■ **Consignes de l'exercice**:
• A. Dans l'extrait sur le paiement en sen et en yen, à qui l'auteur attribue-t-il l'expression « béquilles linguistiques » ?
• B. Reproduisez à l'identique le passage de l'extrait sur le paiement en sen et en yen qui commence par « Est-ce vraiment d'une » et se poursuit jusqu'à « nécessaire ? ».

Est-ce vraiment d'une lourdeur déraisonnable, surtout compte tenu de la
rareté relative des cas dans lesquels une telle précision est vraiment
nécessaire ?

   Cela dit, votre exemple présente des redondances qui l'allongent. En
effet, la seconde partie de la phrase rend superflue l'assertion « je
paierai en sen et en yen » :  « je paierai en sen et le reste en yen, ou
pour partie en yen et le solde en sen » est parfaitement suffisant, ce qui,
en poussant la réflexion un peu plus loin, se réduit hélas !  plus
naturellement à « je paierai en sen et en yen ou inversement », « hélas »
parce qu'on s'aperçoit maintenant que la formulation initiale ne voulait
rien dire du tout (comme vous l'aviez justement soupçonné, il est vrai) !

   Comme je le disais, vous en faites les frais, mais cela nous fournit un
exemple rêvé  - dont nous vous savons gré -  du type de confusion que peut
engendrer le recours à de telles « béquilles linguistiques » (pour
reprendre l'excellente expression de Jean-Pierre Lacroux) qui peuvent mener
à produire des phrases, voire des textes entiers, qui semblent vouloir dire
quelques chose et qui en définitive n'ont aucun sens ou un sens différent
de celui que l'auteur a voulu leur donner !

■ **Section des données**:
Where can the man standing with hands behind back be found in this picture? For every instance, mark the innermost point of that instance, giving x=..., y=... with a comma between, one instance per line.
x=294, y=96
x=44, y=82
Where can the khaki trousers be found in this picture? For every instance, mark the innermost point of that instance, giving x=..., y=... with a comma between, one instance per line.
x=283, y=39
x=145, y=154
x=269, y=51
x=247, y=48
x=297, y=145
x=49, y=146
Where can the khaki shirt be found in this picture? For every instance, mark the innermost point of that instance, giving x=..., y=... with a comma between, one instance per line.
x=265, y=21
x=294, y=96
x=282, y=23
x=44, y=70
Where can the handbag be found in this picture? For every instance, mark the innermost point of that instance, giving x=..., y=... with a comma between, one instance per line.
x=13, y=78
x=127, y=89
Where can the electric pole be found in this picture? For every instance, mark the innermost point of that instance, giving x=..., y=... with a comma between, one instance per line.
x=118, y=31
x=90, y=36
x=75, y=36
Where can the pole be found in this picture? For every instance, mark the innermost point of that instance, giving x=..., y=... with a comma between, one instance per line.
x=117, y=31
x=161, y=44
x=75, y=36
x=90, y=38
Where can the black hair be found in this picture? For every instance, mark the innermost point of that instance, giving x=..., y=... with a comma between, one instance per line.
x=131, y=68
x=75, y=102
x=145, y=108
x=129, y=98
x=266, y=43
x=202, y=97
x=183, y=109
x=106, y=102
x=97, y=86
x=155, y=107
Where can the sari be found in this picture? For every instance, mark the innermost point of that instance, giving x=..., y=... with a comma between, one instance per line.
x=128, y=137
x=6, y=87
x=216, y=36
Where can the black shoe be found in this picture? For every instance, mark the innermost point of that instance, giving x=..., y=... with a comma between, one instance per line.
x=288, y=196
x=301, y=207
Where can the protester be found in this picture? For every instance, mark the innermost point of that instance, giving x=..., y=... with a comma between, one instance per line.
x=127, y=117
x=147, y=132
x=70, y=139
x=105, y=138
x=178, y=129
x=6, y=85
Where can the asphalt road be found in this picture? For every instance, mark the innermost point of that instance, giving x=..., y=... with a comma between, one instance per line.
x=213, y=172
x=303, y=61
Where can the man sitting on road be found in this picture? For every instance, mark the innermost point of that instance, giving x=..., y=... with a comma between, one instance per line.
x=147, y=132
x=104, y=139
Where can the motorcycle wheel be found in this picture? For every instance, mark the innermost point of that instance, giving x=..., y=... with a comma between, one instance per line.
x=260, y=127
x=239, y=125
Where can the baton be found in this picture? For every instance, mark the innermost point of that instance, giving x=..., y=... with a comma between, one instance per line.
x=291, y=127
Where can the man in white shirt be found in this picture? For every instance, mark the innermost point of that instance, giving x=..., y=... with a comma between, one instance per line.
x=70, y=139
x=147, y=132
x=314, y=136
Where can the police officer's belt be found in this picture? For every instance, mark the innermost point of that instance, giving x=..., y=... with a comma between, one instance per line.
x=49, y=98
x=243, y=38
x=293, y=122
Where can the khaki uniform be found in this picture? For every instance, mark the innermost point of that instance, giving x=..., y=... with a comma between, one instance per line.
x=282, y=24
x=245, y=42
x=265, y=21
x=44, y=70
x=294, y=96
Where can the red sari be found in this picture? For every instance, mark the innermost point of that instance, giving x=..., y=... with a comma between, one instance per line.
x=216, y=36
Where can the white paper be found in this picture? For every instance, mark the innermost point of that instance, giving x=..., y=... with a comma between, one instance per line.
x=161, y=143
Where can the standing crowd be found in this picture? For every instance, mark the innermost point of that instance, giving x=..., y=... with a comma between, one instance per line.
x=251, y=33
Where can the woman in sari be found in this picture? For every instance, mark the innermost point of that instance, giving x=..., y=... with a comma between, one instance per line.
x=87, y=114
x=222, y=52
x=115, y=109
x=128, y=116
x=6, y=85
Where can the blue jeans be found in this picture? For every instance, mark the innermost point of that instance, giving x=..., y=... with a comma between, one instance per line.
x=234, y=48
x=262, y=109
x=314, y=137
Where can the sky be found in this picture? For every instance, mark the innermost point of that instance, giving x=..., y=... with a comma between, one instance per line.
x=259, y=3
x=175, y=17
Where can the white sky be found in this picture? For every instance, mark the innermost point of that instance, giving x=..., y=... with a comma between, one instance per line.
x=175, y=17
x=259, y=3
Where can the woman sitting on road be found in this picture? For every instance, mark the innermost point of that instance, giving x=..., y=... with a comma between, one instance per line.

■ **Réponses par tâche**:
• A. À Jean-Pierre Lacroux.

• B.
Est-ce vraiment d'une lourdeur déraisonnable, surtout compte tenu de la
rareté relative des cas dans lesquels une telle précision est vraiment
nécessaire ?